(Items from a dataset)
* begin *

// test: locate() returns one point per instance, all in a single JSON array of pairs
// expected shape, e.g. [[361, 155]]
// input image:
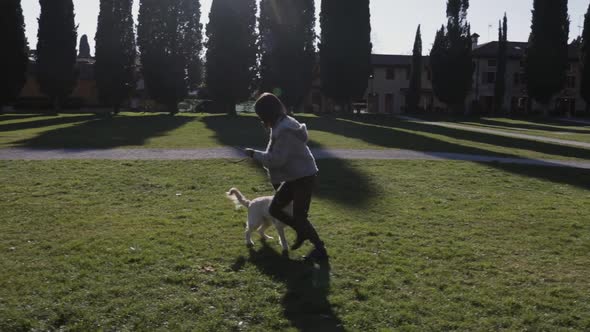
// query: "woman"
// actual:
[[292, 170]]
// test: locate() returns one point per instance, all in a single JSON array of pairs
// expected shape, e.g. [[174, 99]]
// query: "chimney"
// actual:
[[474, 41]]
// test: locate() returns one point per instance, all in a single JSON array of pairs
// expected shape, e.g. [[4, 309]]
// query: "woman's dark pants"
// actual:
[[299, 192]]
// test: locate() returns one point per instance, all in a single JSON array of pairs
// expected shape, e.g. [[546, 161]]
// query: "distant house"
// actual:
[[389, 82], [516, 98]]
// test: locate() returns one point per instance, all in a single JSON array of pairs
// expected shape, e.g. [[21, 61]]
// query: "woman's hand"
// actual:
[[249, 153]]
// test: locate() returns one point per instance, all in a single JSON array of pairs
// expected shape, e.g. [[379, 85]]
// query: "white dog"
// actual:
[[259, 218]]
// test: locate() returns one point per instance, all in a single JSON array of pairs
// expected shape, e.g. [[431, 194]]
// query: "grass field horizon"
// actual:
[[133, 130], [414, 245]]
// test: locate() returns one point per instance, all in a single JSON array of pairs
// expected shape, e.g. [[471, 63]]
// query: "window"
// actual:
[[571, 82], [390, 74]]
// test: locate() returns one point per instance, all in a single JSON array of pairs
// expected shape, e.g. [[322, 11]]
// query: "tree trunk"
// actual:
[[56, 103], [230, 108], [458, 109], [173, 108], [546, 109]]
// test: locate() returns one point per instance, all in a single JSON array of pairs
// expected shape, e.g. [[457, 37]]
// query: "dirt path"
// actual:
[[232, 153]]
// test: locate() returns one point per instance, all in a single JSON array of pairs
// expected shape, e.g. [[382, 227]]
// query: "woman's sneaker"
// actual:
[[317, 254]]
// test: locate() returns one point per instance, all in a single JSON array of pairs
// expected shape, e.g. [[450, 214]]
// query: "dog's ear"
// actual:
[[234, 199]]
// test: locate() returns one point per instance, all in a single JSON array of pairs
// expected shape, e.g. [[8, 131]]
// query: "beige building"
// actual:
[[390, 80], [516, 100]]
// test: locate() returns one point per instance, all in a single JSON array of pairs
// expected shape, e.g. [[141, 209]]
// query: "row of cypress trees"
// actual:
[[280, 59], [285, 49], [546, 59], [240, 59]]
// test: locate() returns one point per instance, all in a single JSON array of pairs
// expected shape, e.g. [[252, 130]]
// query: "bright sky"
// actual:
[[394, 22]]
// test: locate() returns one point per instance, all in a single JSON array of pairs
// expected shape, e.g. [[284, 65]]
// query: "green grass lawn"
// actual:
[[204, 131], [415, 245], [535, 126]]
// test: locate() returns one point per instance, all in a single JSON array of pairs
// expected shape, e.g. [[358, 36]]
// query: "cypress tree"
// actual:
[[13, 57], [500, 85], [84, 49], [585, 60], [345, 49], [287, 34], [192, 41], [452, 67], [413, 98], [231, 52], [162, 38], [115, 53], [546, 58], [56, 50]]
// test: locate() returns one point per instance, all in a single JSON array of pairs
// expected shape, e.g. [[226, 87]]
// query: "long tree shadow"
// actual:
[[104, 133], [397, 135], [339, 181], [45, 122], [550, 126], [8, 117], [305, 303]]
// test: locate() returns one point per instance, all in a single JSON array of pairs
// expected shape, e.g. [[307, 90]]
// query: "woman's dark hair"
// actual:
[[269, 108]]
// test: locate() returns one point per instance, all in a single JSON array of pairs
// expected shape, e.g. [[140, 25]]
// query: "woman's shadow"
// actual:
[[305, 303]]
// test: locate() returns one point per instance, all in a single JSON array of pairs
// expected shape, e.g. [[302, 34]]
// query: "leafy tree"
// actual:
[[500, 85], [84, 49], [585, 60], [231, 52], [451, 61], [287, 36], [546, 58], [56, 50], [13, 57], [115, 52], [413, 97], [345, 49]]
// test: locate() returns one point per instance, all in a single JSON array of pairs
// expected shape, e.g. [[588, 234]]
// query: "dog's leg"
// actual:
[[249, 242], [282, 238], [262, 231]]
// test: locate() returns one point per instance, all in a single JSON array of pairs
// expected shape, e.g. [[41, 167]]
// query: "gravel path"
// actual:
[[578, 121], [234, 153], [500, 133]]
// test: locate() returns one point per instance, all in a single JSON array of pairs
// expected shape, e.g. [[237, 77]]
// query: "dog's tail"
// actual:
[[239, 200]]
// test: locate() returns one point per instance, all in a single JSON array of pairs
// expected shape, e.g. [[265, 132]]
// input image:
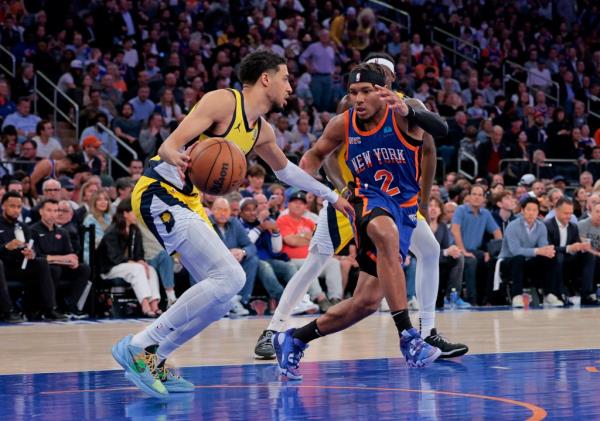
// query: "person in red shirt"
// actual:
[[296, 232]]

* end *

> [Task goal]:
Extract every line of the listing above that contains the word "cypress".

> [Complete answer]:
// query: "row of cypress trees"
// query: "cypress tree"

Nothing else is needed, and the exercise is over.